**Exercise brief:** Set out every line of the data below as a numbered list, omitting blank lines and the pictures.

**Recorded data:**
---------------
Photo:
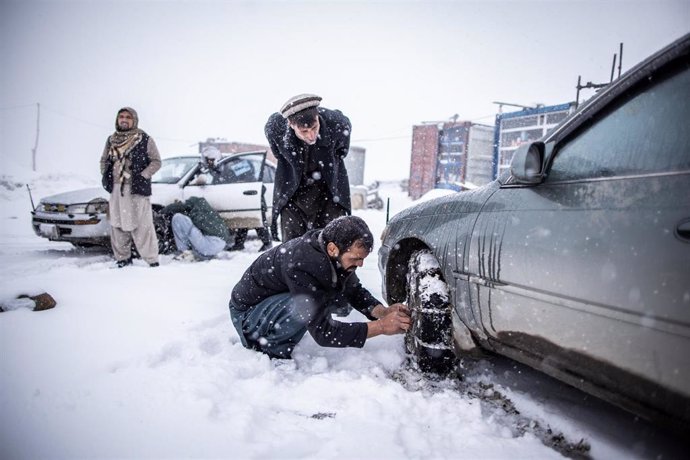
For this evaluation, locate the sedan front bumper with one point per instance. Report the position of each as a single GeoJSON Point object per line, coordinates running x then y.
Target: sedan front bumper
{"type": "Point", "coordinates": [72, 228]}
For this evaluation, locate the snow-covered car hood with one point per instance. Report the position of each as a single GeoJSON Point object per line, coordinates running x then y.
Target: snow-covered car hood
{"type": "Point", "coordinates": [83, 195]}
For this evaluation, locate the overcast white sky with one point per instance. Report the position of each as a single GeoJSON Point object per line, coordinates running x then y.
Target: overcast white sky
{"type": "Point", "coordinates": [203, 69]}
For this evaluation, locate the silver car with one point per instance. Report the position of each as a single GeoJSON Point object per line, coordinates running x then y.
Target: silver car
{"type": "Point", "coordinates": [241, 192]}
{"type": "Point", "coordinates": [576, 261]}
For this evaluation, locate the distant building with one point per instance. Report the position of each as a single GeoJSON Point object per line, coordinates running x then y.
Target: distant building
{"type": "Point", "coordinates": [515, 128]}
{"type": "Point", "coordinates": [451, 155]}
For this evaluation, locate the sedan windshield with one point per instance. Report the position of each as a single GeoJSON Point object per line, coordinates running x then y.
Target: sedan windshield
---------------
**Response to this exercise:**
1. Photo:
2. For this evaluation, locate the sedan front bumper with one point per instance. Report the position of each as a single GeoJSON Point object per line, coordinates running x then y.
3. Target: sedan front bumper
4. {"type": "Point", "coordinates": [72, 228]}
5. For this evaluation, locate the snow-covered car hood with one point per instance. Report the position of each as a single GeoJSON Point object per line, coordinates running x then y.
6. Target: snow-covered car hood
7. {"type": "Point", "coordinates": [83, 195]}
8. For this evaluation, locate the overcast white sky with one point per instance. Report the position of each as a single GeoJSON Point object per line, coordinates running x then y.
9. Target: overcast white sky
10. {"type": "Point", "coordinates": [203, 69]}
11. For this evaluation, locate the silver car with one point per instance. Report the position of each as a single GeoJSON Point object per line, coordinates running x then y.
12. Target: silver car
13. {"type": "Point", "coordinates": [241, 192]}
14. {"type": "Point", "coordinates": [576, 261]}
15. For this evaluation, locate the distant building with one point per instance. Report the position of each as a single GeoJSON Point object per line, coordinates running x then y.
16. Target: distant building
17. {"type": "Point", "coordinates": [515, 128]}
18. {"type": "Point", "coordinates": [451, 155]}
19. For this evaluation, locate the sedan windshield with one point per instance. Report the position of each as a single GeoJSON Point object per line, coordinates running x then y.
20. Target: sedan windshield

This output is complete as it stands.